# INSTRUCTIONS TO FOLLOW
Please locate each line in the entries that contains the string "positive" and copy those lines out in full.

===============

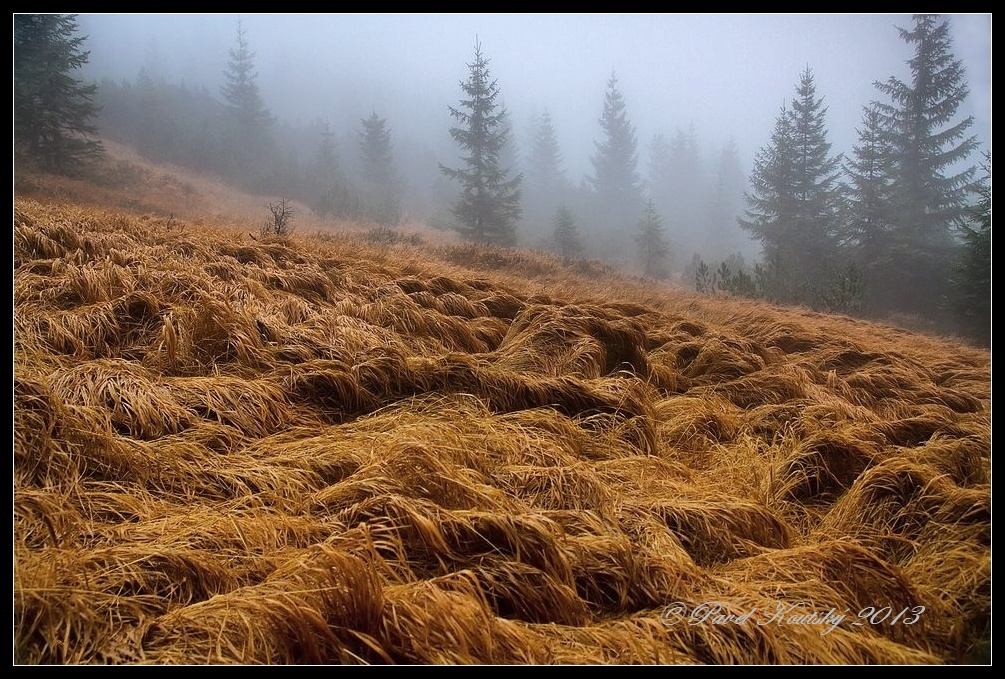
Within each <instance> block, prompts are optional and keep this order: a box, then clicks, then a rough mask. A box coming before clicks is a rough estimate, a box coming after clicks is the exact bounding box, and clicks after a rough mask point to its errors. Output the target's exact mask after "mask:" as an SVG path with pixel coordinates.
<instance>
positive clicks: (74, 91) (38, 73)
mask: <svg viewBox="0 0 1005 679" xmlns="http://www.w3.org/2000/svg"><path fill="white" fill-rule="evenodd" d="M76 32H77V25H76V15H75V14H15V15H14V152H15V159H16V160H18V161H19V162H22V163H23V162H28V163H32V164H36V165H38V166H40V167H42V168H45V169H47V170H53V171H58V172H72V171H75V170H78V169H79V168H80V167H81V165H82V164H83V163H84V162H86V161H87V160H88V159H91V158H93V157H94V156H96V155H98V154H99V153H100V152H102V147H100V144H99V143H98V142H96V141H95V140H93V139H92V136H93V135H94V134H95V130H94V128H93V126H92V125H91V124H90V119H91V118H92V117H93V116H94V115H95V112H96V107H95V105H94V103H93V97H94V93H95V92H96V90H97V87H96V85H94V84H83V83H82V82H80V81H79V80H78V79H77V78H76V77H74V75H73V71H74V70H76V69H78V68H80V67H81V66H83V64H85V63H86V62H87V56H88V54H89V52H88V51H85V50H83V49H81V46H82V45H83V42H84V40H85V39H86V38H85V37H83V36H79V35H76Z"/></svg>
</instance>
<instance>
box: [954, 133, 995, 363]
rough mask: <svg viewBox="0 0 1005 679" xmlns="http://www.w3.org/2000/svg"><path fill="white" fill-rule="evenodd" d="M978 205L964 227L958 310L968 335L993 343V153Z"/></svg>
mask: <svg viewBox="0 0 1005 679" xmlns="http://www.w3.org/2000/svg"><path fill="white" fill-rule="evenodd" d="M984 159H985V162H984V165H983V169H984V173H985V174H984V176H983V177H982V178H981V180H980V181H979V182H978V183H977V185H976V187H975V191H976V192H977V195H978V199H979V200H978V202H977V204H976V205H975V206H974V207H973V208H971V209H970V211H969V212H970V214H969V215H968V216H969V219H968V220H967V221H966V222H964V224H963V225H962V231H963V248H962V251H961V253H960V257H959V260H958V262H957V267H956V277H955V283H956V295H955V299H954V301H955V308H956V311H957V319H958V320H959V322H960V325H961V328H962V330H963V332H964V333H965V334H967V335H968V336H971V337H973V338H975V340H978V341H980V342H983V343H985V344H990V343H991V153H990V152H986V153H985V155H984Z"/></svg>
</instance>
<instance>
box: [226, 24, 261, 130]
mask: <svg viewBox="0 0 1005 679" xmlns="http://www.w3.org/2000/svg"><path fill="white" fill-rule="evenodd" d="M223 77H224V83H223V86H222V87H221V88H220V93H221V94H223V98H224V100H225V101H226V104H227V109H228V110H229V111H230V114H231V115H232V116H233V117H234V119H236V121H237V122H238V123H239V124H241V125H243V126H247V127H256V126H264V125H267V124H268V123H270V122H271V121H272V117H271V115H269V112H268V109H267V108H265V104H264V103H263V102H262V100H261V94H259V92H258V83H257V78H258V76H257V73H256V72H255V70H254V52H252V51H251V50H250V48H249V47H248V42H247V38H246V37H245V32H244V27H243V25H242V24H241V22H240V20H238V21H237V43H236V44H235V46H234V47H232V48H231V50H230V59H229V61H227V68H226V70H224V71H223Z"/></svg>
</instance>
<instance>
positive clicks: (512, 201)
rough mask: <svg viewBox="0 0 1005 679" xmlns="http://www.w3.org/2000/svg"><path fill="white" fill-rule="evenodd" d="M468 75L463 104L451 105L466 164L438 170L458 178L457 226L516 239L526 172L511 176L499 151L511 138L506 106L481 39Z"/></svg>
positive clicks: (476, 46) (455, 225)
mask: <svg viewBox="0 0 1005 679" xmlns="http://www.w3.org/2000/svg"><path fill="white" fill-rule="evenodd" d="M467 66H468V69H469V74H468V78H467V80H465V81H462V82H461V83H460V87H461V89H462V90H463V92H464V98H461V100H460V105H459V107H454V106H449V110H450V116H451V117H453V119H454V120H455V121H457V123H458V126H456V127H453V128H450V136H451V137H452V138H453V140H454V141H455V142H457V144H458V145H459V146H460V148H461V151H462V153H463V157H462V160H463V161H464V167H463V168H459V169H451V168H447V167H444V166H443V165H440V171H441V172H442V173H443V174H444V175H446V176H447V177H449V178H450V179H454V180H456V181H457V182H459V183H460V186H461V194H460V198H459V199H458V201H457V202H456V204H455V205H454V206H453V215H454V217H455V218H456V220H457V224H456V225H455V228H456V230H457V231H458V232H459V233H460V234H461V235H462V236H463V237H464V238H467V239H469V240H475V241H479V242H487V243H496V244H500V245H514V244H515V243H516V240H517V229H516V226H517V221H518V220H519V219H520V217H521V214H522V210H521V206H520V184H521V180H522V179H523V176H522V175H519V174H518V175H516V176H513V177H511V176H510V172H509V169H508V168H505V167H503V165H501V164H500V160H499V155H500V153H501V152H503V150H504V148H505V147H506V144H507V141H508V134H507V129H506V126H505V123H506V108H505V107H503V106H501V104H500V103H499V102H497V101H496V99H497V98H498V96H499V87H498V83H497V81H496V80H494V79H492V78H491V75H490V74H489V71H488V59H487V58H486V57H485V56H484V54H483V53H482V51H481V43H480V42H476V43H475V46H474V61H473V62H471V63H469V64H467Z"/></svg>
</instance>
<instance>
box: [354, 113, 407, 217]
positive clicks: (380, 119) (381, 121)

===============

# OUTPUT BELOW
positive clicks: (74, 91) (38, 73)
positive clicks: (512, 201)
positive clicks: (476, 46) (455, 225)
positive clicks: (380, 119) (381, 121)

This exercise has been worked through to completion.